PROVIDED TEXT:
[start]
The March column from the former editor of Writers' Forum

John JenkinsAs a publisher and editor I have been answering queries from writers for something like 20 years and as a result I have recently published a book FAQs and the Answers for Ambitious Writers.


Keep the pot boiling with a biography

By John Jenkins

APART from urging my creative writing group to write every day and keep a notebook, I also urge them to have two pieces of writing on the go simultaneously.

When you are struggling with a novel or a short story and hit a rough patch, it’s always a relief to know that you can turn to something else and at least convince yourself that precious writing time is not being wasted.

To the inevitable question: what other piece of writing do you suggest?… I always reply: a biography or family history.

If the antics of Wayne Rooney can take up 80,000 words at the ripe age of 22, what’s stopping you?

Five members of my latest group, that’s about a third of them, have taken the advice to heart. One has already written a haunting tale of life in London’s East End and the army through the war years, and self published it to satisfaction.

Another has combined her talents in a cathartic exercise to deal with huge childhood problems which led to severe anorexia and low esteem. The encouragement and plaudits of the group mean that she now has no reason for low esteem. Her writing and courage are held in the highest regard.
[end]
[Excerpts of location labeling data]
[start]
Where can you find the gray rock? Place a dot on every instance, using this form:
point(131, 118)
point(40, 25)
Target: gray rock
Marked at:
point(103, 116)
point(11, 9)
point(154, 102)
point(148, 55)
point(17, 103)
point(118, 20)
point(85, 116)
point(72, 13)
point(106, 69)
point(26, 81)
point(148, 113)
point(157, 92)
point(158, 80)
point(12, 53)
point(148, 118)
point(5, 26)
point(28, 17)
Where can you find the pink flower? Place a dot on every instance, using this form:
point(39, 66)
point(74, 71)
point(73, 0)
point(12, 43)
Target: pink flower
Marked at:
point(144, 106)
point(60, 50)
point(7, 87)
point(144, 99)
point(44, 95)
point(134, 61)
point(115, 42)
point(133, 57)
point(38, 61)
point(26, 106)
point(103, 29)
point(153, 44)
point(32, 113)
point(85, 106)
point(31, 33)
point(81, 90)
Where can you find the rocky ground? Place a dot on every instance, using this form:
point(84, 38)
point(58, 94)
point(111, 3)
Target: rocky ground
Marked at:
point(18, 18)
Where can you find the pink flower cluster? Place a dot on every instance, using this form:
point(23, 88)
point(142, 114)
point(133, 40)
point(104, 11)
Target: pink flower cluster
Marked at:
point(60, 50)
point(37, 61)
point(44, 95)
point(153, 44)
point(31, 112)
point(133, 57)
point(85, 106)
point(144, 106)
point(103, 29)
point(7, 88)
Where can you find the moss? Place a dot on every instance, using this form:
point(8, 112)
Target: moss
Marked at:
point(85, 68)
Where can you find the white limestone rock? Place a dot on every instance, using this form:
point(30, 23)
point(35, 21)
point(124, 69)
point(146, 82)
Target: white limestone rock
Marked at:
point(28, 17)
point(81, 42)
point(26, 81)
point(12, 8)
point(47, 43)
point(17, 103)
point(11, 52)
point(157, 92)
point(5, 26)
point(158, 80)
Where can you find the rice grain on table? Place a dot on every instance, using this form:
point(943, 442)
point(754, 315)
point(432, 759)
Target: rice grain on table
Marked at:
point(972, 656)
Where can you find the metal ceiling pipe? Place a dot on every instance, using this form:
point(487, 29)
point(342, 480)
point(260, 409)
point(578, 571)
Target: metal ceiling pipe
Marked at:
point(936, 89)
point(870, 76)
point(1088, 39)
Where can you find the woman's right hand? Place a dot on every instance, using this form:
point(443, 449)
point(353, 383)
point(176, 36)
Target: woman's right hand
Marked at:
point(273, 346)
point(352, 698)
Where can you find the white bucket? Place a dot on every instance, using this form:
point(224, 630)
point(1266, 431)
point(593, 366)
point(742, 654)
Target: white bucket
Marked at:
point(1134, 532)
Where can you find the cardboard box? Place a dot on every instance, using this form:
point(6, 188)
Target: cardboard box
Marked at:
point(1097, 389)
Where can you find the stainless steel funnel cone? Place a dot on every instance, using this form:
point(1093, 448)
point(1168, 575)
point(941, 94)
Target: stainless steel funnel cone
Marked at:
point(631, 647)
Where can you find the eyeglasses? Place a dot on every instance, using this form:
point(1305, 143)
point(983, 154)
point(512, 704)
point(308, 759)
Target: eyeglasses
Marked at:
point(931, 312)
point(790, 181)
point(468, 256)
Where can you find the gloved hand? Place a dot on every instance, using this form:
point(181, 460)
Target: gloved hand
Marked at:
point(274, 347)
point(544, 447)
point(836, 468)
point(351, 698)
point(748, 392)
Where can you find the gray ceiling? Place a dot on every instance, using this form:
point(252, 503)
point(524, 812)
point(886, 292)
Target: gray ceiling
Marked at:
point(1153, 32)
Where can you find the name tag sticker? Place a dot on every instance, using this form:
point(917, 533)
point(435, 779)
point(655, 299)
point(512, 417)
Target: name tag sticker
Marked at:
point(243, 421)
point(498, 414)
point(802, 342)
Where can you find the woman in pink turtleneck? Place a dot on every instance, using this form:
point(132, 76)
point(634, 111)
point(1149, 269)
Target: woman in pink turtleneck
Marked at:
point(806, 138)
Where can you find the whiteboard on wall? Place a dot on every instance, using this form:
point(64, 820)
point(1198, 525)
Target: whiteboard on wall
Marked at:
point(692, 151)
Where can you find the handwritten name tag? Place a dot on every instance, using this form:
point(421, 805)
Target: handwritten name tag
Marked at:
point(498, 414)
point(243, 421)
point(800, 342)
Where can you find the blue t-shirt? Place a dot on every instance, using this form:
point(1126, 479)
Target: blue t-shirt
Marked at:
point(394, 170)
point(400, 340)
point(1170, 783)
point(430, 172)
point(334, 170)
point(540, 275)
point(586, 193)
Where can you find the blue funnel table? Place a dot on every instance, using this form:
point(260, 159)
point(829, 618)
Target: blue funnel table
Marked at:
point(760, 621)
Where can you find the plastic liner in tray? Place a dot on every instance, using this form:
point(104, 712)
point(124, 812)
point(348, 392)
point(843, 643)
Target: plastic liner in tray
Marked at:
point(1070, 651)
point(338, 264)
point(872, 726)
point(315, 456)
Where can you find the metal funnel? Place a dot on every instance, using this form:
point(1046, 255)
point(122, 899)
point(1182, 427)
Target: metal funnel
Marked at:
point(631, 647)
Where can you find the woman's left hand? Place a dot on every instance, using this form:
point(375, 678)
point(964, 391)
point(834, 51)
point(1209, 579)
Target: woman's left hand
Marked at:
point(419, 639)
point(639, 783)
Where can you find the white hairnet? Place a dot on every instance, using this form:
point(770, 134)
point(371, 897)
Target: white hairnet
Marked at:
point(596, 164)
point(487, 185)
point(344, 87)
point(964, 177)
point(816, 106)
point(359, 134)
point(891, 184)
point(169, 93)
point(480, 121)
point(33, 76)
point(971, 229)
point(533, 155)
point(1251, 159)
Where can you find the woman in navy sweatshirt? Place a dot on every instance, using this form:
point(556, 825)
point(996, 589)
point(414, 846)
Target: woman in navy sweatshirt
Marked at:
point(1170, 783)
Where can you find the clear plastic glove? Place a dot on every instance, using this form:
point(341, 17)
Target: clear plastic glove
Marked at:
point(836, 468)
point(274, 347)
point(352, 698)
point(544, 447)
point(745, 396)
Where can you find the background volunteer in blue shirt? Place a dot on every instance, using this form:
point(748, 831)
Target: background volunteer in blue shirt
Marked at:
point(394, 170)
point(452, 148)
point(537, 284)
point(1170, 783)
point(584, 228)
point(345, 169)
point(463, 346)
[end]
WORK TO COMPLETE:
Duplicate the passage of the column on writing a biography between "Keep the pot" and "the go simultaneously.", inclusive. Rely only on the text when responding.

RESULT FOR THIS EXERCISE:
Keep the pot boiling with a biography

By John Jenkins

APART from urging my creative writing group to write every day and keep a notebook, I also urge them to have two pieces of writing on the go simultaneously.